### Petunjuk Latihan
a – Menurut teks tentang Sayap-sayap Phoenix, apa yang menjadi medium ekspresi saat hal-hal yang sangat personal diungkapkan dalam bentuk teks?
b – Teruskan teks tentang Sayap-sayap Phoenix mulai setelah kalimat terakhirnya.

### Teks Sumber
**********
Napas Cinta, Peradaban, dan Ketuhanan dalam Sayap-sayap Phoenix
(Catatan Pendek atas Kumpulan Puisi Karya Syah Sandyalelana)
Oleh Sawali Tuhusetya *)
Puisi tak pernah tercipta dalam ruang hampa. Berbagai persoalan yang menggelisahkan penyair akibat sentuhan dan pergaulannya dengan peristiwa yang mengitari dirinya akan mewarnai pesan-pesan hidup yang hendak diekspresikan ke dalam teks puisi. Dalam situasi demikian, sangat beralasan apabila puisi bersifat sangat personal. Hal-hal yang bersifat sangat personal itu, kemudian diungkapkan dalam bentuk teks dengan menggunakan bahasa sebagai medium ekspresinya. Proses semacam ini sudah menjadi bagian dari siklus penciptaan sebagai rangkaian transfigurasi total sang penyair dalam menggeluti dunia kreatifnya.
**********
### Isi Dataset
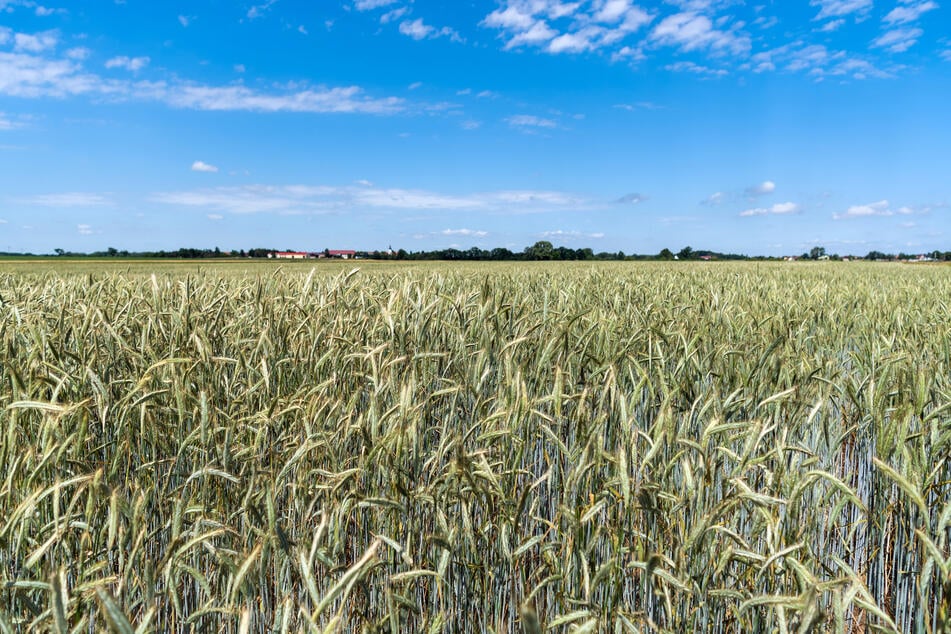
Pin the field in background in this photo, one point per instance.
(517, 447)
**********
### Hasil Berurutan
a – Bahasa.

b –
Membaca kumpulan puisi Sayap-sayap Phoenix (SSP) karya Syah Sandyalelana (SSL), saya kira tidak terlepas dari rangkaian proses kreativitas semacam itu. Pengalaman-pengalaman hidup yang mengendap dalam ruang batin yang bersumber dari hal-hal yang sangat personal tadi diekspresikan ke dalam teks-teks puisi dengan menggunakan langgam metaforis yang kadang subtil, tetapi juga “garang” dan galak.
* * *
SSP yang memuat 99 puisi yang ditulis selama satu dasawarsa (2007-2017) ini terbagi secara tematik dalam tiga bagian: (1) Hujan adalah Kekasih (34 puisi; (2) Kampung (Tanpa) Halaman (32 puisi); dan (3) Jiwa-jiwa Terlantar (33 puisi). Membaca teks-teks dalam bagian tematik ini, kita seperti menyaksikan pergulatan hidup SSL dalam menghadapi persoalan-persoalan yang menggelayuti sekaligus menggelisahkan nuraninya.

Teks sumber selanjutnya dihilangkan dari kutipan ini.